• Tugas Anda:
**1.** Menurut teks tentang Orde Baru, dari tahun berapa sampai tahun berapa Orde Baru berlangsung?
**2.** Tentukan apakah setiap pernyataan berikut sesuai dengan teks tentang Orde Baru, lalu kutip kata-kata teks yang menjadi penentunya: (a) Orde Baru menggantikan Orde Lama. (b) DPR dan MPR berfungsi secara efektif pada masa Orde Baru. (c) KTP orang tertentu ditandai ET.

Halaman

Sabtu, 15 September 2012

Beginilah Orde Baru… Beda dengan Sekarang?!?!?!

Orde Baru adalah sebutan bagi masa pemerintahan Presiden Soeharto di Indonesia. Orde Baru menggantikan Orde Lama yang merujuk kepada era pemerintahan Soekarno. Orde Baru hadir dengan semangat "KOREKSI TOTAL" atas penyimpangan yang dilakukan oleh Soekarno pada masa Orde Lama. (tahu kan? Pelajaran kelas 2 kemarin J)
Orde Baru berlangsung dari tahun 1966 hingga 1998. Dalam jangka waktu tersebut, ekonomi Indonesia berkembang pesat meskipun hal ini terjadi bersamaan dengan praktek korupsi yang merajalela di negara ini. Selain itu, kesenjangan antara rakyat yang kaya dan miskin juga semakin melebar.
Pada tahap awal, Soeharto menarik garis yang sangat tegas. Orde Lama atau Orde Baru. Pengucilan politik dilakukan terhadap orang-orang yang terkait dengan Partai Komunis Indonesia. Sanksi kriminal dilakukan dengan menggelar Mahkamah Militer Luar Biasa untuk mengadili pihak yang dikonstruksikan Soeharto sebagai pemberontak. Pengadilan digelar dan sebagian dari mereka yang terlibat "dibuang" ke Pulau Buru.
Sanksi nonkriminal diberlakukan dengan pengucilan politik melalui pembuatan aturan administratif. Instrumen penelitian khusus diterapkan untuk menyeleksi kekuatan lama ikut dalam gerbong Orde Baru. KTP ditandai ET (eks tapol).
Orde Baru memilih perbaikan dan perkembangan ekonomi sebagai tujuan utamanya dan menempuh kebijakannya melalui struktur administratif yang didominasi militer namun dengan nasehat dari ahli ekonomi didikan Barat. DPR dan MPR tidak berfungsi secara efektif. Anggotanya bahkan seringkali dipilih dari kalangan militer, khususnya mereka yang dekat dengan Cendana. Hal ini mengakibatkan aspirasi rakyat sering kurang didengar oleh pusat.
Eksploitasi sumber daya. Selama masa pemerintahannya, kebijakan-kebijakan ini, dan pengeksploitasian sumber daya alam secara besar-besaran menghasilkan pertumbuhan ekonomi yang besar namun tidak merata di Indonesia.

Cuplikan dataset anotasi lokasi:
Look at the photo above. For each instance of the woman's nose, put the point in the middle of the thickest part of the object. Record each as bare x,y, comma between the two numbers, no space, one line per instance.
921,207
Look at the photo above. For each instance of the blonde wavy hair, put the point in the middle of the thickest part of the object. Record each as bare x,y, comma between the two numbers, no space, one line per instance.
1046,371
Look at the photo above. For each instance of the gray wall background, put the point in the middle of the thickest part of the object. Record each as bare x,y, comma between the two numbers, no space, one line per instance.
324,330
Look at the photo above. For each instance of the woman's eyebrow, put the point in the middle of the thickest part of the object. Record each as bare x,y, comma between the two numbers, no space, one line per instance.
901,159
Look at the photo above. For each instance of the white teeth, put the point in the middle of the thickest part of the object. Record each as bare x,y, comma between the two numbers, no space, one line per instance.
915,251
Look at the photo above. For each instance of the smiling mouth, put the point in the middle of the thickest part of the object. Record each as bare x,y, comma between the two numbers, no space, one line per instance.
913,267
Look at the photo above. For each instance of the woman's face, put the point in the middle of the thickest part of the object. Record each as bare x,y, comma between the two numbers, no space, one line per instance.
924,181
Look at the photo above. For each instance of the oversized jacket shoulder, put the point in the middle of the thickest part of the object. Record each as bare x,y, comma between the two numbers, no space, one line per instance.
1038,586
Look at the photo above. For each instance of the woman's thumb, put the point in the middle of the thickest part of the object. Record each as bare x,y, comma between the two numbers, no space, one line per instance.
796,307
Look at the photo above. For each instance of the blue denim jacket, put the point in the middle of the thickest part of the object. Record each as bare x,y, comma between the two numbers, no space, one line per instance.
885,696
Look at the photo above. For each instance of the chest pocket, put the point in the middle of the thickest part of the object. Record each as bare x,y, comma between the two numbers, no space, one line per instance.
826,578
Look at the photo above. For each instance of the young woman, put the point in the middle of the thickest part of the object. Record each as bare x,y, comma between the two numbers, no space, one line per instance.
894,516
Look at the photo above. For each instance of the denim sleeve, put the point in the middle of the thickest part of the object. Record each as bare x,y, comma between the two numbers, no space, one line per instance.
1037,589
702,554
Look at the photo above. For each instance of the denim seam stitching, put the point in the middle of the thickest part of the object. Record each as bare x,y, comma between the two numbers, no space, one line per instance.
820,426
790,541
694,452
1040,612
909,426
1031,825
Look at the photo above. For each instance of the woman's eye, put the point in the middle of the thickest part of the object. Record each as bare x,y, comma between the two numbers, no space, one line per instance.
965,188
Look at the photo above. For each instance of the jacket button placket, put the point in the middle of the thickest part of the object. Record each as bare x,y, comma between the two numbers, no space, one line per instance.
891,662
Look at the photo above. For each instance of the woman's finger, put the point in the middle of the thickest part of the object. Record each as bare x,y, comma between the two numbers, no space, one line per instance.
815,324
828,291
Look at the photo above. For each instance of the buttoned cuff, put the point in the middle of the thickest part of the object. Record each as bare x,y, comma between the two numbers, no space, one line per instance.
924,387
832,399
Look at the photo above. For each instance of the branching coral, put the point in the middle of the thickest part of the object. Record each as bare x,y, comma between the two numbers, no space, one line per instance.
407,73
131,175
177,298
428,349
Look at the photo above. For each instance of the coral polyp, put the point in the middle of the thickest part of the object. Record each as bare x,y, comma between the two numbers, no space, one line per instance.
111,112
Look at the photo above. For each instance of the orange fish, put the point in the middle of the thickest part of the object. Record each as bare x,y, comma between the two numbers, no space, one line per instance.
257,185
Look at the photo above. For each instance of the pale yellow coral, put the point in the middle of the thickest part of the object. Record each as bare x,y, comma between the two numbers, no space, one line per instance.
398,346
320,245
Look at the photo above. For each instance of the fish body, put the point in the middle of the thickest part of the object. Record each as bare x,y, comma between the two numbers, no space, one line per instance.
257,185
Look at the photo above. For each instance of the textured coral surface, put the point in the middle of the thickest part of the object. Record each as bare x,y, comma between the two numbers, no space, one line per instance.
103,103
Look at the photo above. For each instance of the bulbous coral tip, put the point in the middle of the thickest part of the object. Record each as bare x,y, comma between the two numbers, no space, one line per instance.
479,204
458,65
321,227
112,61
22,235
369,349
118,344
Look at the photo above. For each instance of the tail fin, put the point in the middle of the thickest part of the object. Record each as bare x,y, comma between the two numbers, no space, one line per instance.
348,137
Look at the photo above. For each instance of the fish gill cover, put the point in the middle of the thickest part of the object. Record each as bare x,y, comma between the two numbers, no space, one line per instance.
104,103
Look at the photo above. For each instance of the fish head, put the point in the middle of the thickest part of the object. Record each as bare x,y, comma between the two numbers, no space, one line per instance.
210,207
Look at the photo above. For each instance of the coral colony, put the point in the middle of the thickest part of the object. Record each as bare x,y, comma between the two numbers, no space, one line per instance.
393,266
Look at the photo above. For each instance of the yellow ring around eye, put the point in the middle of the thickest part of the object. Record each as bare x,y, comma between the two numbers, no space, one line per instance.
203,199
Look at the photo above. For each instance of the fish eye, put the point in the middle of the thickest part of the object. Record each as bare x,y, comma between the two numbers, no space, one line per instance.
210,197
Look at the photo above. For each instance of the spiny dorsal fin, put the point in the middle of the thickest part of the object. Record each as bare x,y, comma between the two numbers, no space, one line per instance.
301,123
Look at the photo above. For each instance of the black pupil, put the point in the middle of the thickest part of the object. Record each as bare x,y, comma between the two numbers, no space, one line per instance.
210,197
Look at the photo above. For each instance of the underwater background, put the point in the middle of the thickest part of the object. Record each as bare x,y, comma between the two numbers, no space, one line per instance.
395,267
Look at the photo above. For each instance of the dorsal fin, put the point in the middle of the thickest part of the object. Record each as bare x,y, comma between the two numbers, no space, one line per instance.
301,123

• Jawaban Latihan:
**1.** Dari tahun 1966 hingga 1998.

**2.**
(a) Ya: "Orde Baru menggantikan Orde Lama yang merujuk kepada era pemerintahan Soekarno."
(b) Tidak: "DPR dan MPR tidak berfungsi secara efektif."
(c) Ya: "KTP ditandai ET (eks tapol)."